Exercise input ::
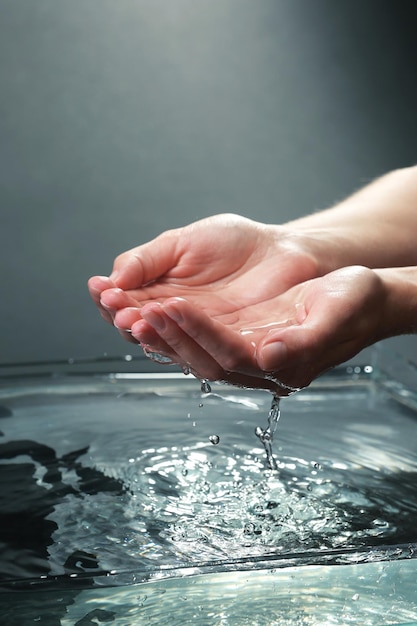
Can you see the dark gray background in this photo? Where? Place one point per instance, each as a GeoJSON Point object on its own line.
{"type": "Point", "coordinates": [121, 118]}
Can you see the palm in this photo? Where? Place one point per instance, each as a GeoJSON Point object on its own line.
{"type": "Point", "coordinates": [223, 265]}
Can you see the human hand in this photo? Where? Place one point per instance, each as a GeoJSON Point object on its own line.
{"type": "Point", "coordinates": [239, 301]}
{"type": "Point", "coordinates": [221, 265]}
{"type": "Point", "coordinates": [280, 344]}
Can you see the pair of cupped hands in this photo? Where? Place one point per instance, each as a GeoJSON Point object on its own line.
{"type": "Point", "coordinates": [235, 300]}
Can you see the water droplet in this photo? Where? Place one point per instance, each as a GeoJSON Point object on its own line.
{"type": "Point", "coordinates": [154, 356]}
{"type": "Point", "coordinates": [205, 386]}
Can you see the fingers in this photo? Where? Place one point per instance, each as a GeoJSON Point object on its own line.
{"type": "Point", "coordinates": [96, 286]}
{"type": "Point", "coordinates": [147, 262]}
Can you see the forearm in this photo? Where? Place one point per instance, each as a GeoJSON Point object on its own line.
{"type": "Point", "coordinates": [375, 227]}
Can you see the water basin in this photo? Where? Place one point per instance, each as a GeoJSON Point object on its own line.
{"type": "Point", "coordinates": [129, 496]}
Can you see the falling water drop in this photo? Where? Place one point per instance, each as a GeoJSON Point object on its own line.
{"type": "Point", "coordinates": [266, 436]}
{"type": "Point", "coordinates": [205, 386]}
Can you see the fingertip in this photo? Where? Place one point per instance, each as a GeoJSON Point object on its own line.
{"type": "Point", "coordinates": [272, 355]}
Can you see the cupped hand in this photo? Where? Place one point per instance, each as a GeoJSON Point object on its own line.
{"type": "Point", "coordinates": [235, 300]}
{"type": "Point", "coordinates": [221, 265]}
{"type": "Point", "coordinates": [282, 343]}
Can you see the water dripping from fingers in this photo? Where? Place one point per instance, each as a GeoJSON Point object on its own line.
{"type": "Point", "coordinates": [266, 436]}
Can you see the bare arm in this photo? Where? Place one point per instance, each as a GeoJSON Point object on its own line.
{"type": "Point", "coordinates": [375, 227]}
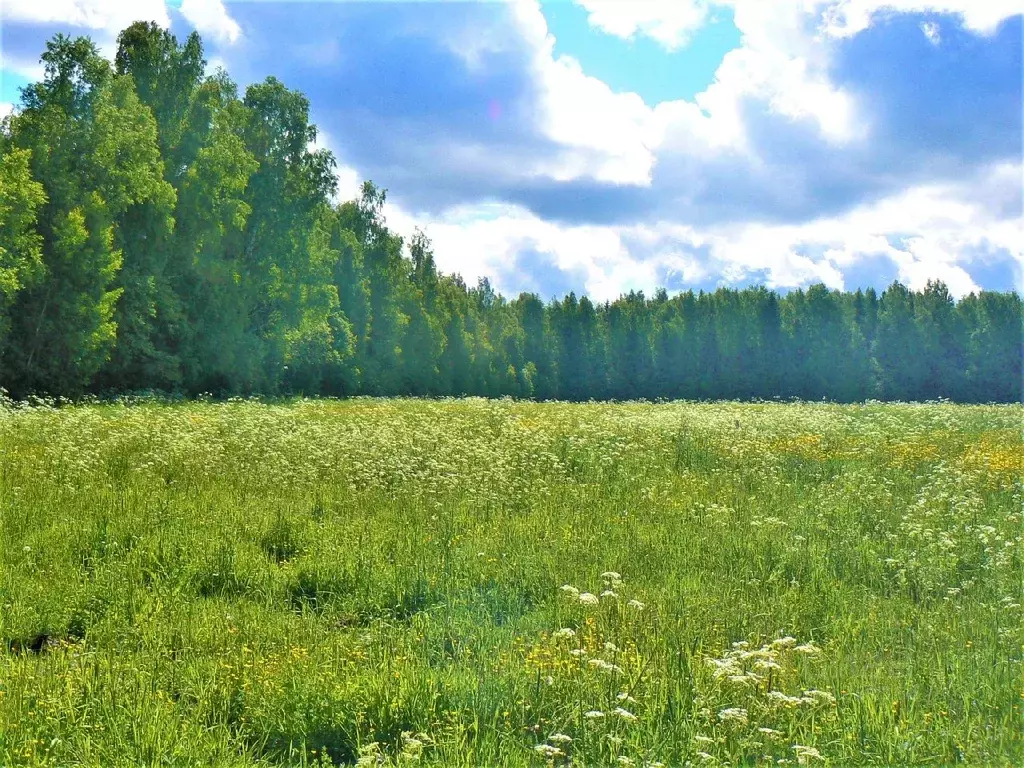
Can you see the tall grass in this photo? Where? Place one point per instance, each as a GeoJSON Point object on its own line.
{"type": "Point", "coordinates": [474, 583]}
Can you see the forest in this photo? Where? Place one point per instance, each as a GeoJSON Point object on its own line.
{"type": "Point", "coordinates": [162, 231]}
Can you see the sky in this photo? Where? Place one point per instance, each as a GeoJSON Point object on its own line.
{"type": "Point", "coordinates": [608, 145]}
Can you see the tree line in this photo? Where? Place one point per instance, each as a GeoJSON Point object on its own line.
{"type": "Point", "coordinates": [159, 230]}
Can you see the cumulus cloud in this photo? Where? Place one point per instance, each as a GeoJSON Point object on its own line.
{"type": "Point", "coordinates": [834, 143]}
{"type": "Point", "coordinates": [669, 22]}
{"type": "Point", "coordinates": [211, 18]}
{"type": "Point", "coordinates": [932, 32]}
{"type": "Point", "coordinates": [109, 15]}
{"type": "Point", "coordinates": [931, 231]}
{"type": "Point", "coordinates": [848, 17]}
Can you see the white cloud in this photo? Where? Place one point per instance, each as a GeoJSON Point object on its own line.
{"type": "Point", "coordinates": [847, 17]}
{"type": "Point", "coordinates": [109, 15]}
{"type": "Point", "coordinates": [931, 30]}
{"type": "Point", "coordinates": [669, 22]}
{"type": "Point", "coordinates": [211, 18]}
{"type": "Point", "coordinates": [940, 231]}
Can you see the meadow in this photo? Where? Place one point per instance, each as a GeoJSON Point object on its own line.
{"type": "Point", "coordinates": [493, 583]}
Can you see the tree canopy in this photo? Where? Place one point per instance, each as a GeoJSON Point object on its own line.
{"type": "Point", "coordinates": [159, 230]}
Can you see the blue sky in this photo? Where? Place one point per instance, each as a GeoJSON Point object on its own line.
{"type": "Point", "coordinates": [601, 145]}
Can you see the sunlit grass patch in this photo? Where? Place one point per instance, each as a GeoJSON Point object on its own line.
{"type": "Point", "coordinates": [498, 583]}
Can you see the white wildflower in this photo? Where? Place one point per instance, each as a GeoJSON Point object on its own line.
{"type": "Point", "coordinates": [733, 715]}
{"type": "Point", "coordinates": [626, 715]}
{"type": "Point", "coordinates": [549, 752]}
{"type": "Point", "coordinates": [819, 696]}
{"type": "Point", "coordinates": [777, 696]}
{"type": "Point", "coordinates": [806, 754]}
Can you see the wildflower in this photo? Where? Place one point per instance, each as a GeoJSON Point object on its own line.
{"type": "Point", "coordinates": [626, 715]}
{"type": "Point", "coordinates": [370, 755]}
{"type": "Point", "coordinates": [818, 696]}
{"type": "Point", "coordinates": [733, 715]}
{"type": "Point", "coordinates": [776, 696]}
{"type": "Point", "coordinates": [548, 751]}
{"type": "Point", "coordinates": [806, 754]}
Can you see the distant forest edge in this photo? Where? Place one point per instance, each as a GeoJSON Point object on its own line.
{"type": "Point", "coordinates": [157, 231]}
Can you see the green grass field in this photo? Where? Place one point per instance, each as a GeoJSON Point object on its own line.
{"type": "Point", "coordinates": [473, 583]}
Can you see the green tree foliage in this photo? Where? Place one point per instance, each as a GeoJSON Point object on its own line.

Directions :: If a picture appears in the records, omit it and print everything else exactly.

Exercise solution ::
Can you see the dark gray background in this photo? Where? Place one point per instance, each as a GeoJSON Point object on its own line.
{"type": "Point", "coordinates": [121, 118]}
Can you see the palm in this photo? Where? Place one point per instance, each as a GeoJSON Point object on its own line.
{"type": "Point", "coordinates": [223, 265]}
Can you see the human hand in this photo? Where? Place one point per instance, each as a GeoJSON Point object on its own line.
{"type": "Point", "coordinates": [239, 301]}
{"type": "Point", "coordinates": [221, 265]}
{"type": "Point", "coordinates": [280, 344]}
Can you see the pair of cupped hands in this photo? Where? Place one point per instance, each as a GeoJSON Point object on its own line.
{"type": "Point", "coordinates": [235, 300]}
Can you see the water droplet in this photo? Where? Place one point per instance, each as a GeoJSON Point object on its own line.
{"type": "Point", "coordinates": [154, 356]}
{"type": "Point", "coordinates": [205, 386]}
Can you see the fingers in this photo? Where? Place one point per instance, each as a GeoJSON Point object on its own line.
{"type": "Point", "coordinates": [96, 286]}
{"type": "Point", "coordinates": [147, 262]}
Can you see the forearm in this photo? Where? Place one point per instance, each as a GeoJSON Point object on its own line.
{"type": "Point", "coordinates": [375, 227]}
Can you see the water basin in this photo? Where? Place one point per instance, each as a GeoJSON Point object on its own line.
{"type": "Point", "coordinates": [129, 496]}
Can you see the falling water drop in this photo? Where? Place one point per instance, each as a GeoJSON Point object on its own line.
{"type": "Point", "coordinates": [266, 436]}
{"type": "Point", "coordinates": [205, 386]}
Can you see the fingertip in this photo? Where? Place one point per instance, each as a GeoJSON Point object on its own line.
{"type": "Point", "coordinates": [272, 355]}
Can you see the cupped hand in this photo? Where? Place one point per instance, each as a GeoJSON Point object on its own line.
{"type": "Point", "coordinates": [235, 300]}
{"type": "Point", "coordinates": [221, 265]}
{"type": "Point", "coordinates": [282, 343]}
Can you see the water dripping from fingers in this photo? Where? Place one point per instance, each as a GeoJSON Point object on its own line.
{"type": "Point", "coordinates": [266, 436]}
Can you see the bare arm in this photo? Where? Place one point per instance, each as a GeoJSON Point object on its own line.
{"type": "Point", "coordinates": [375, 227]}
Can you see the tall grass in this photo? Where? Place one point per instance, each as a GeoJSON Point object on its own line.
{"type": "Point", "coordinates": [474, 583]}
Can you see the forest in this photo? Where? Place one point per instance, each as a GeoJSON Point object on its own line.
{"type": "Point", "coordinates": [162, 231]}
Can you see the sky in this photo? Where? Place one point per instance, each as a GeoJSON Point object on its own line.
{"type": "Point", "coordinates": [608, 145]}
Can you see the tree line in this photo? Where? Place one point per instance, each as a GeoJSON Point object on its own line.
{"type": "Point", "coordinates": [159, 230]}
Can you see the cumulus cloud in this photo? Where? Place one point per instance, each as a GeoJSON Point object on its own line.
{"type": "Point", "coordinates": [834, 143]}
{"type": "Point", "coordinates": [669, 22]}
{"type": "Point", "coordinates": [211, 18]}
{"type": "Point", "coordinates": [932, 32]}
{"type": "Point", "coordinates": [109, 15]}
{"type": "Point", "coordinates": [931, 231]}
{"type": "Point", "coordinates": [848, 17]}
Can you see the white cloud in this photo? Where? Place one point per instance, each as a GeoJSON Point object on its own line.
{"type": "Point", "coordinates": [847, 17]}
{"type": "Point", "coordinates": [109, 15]}
{"type": "Point", "coordinates": [931, 30]}
{"type": "Point", "coordinates": [669, 22]}
{"type": "Point", "coordinates": [211, 18]}
{"type": "Point", "coordinates": [940, 231]}
Can you see the meadow in this photo? Where? Place one point per instance, each as a GeoJSON Point object on its own line.
{"type": "Point", "coordinates": [493, 583]}
Can you see the tree canopy in this photo? Where? Place one point per instance, each as a GeoJSON Point object on its own line.
{"type": "Point", "coordinates": [159, 230]}
Can you see the blue sky in this photo? Where? Place one point per instance, each as a GeoJSON Point object on its own line.
{"type": "Point", "coordinates": [601, 145]}
Can you see the sunlit grass patch in this photo? Where? Place one point per instance, each as a GeoJSON Point object on its own line.
{"type": "Point", "coordinates": [498, 583]}
Can you see the white wildflower in this photo? Where? Place one point per instance, each as a GeoJSON Point object on its own line.
{"type": "Point", "coordinates": [733, 715]}
{"type": "Point", "coordinates": [626, 715]}
{"type": "Point", "coordinates": [549, 752]}
{"type": "Point", "coordinates": [819, 696]}
{"type": "Point", "coordinates": [777, 696]}
{"type": "Point", "coordinates": [806, 754]}
Can you see the wildflower in this photo? Where? Place one point per instance, each as a GeoJSON Point object on its own line.
{"type": "Point", "coordinates": [626, 715]}
{"type": "Point", "coordinates": [370, 755]}
{"type": "Point", "coordinates": [818, 696]}
{"type": "Point", "coordinates": [733, 715]}
{"type": "Point", "coordinates": [776, 696]}
{"type": "Point", "coordinates": [548, 751]}
{"type": "Point", "coordinates": [806, 754]}
Can you see the distant forest edge in this photo? Where? Place one point per instance, each as a GeoJSON Point object on its own line.
{"type": "Point", "coordinates": [157, 231]}
Can you see the green grass field in this photo? Where? Place one point per instance, each as a GeoJSON Point object on its own line.
{"type": "Point", "coordinates": [473, 583]}
Can you see the green tree foliage in this photo? Where? Place one point per instance, each as a GeoJSON Point object on its own line.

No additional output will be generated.